:: Task data ::
··········

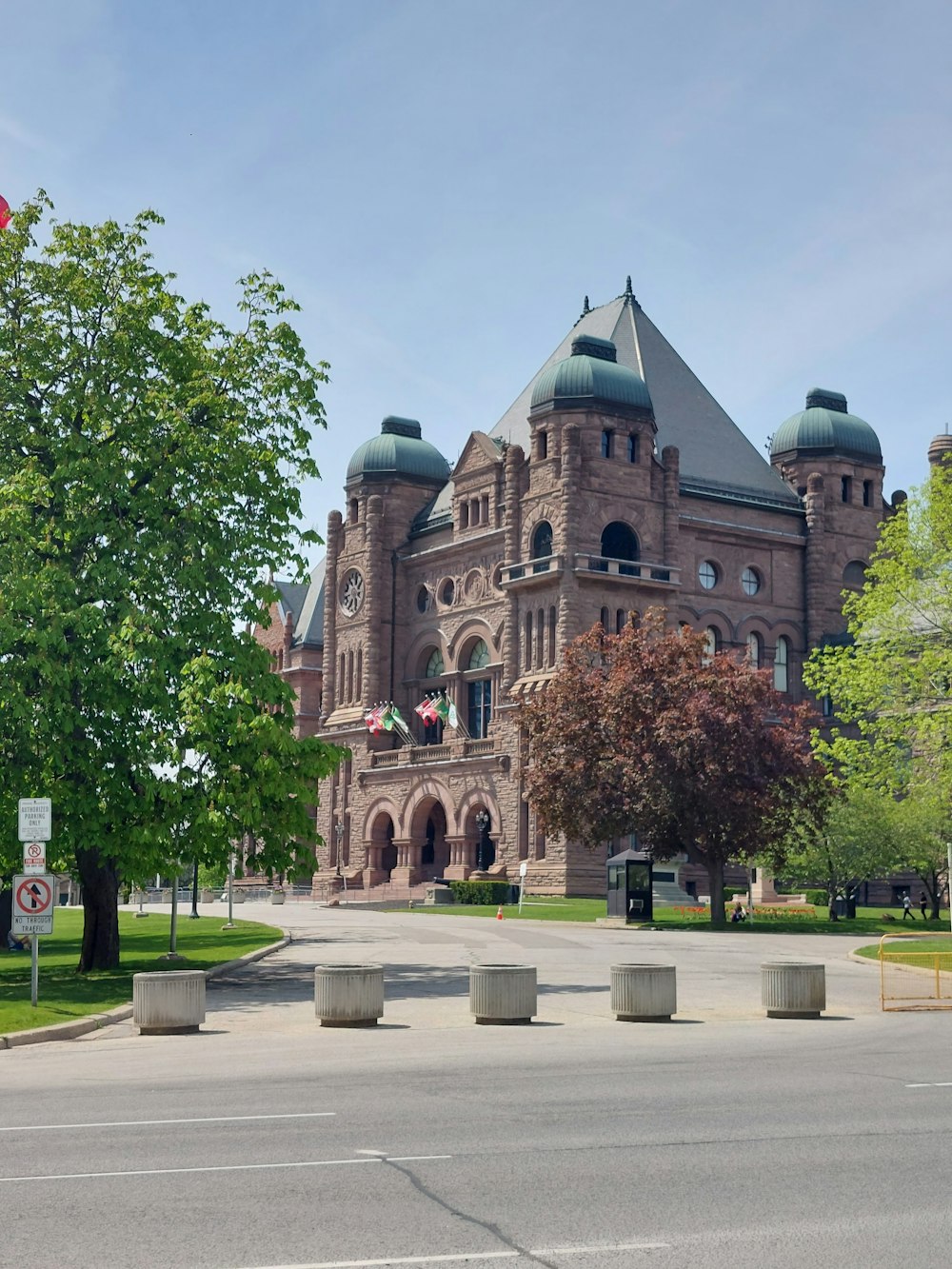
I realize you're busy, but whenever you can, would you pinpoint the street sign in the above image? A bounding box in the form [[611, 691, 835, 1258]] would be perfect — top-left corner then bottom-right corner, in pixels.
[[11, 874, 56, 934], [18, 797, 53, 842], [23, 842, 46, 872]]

··········

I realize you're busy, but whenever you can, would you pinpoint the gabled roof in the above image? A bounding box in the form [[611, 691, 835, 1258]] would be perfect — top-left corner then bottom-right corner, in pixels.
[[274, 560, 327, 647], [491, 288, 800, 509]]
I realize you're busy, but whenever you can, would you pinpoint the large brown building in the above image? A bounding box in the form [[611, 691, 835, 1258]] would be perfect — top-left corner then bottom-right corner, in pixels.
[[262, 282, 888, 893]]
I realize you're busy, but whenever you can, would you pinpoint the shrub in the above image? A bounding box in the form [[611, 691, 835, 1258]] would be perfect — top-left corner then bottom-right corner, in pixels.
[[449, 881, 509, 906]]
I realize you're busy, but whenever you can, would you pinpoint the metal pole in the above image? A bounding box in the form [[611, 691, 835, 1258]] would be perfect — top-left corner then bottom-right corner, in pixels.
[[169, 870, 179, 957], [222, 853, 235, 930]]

··········

Copy the part of the entries that opens with the line containing "pinpoint the gabled" and closes with the line containing "[[274, 560, 327, 647], [491, 288, 800, 509]]", reproducing each line exactly.

:: Result ::
I realize you're busy, but whenever you can, would you pinpoint the gabled roof in the above image? A bounding box in the form [[611, 691, 835, 1258]] would be perfect — top-left corner then bottom-right corner, in pixels.
[[274, 560, 327, 647], [491, 288, 800, 509]]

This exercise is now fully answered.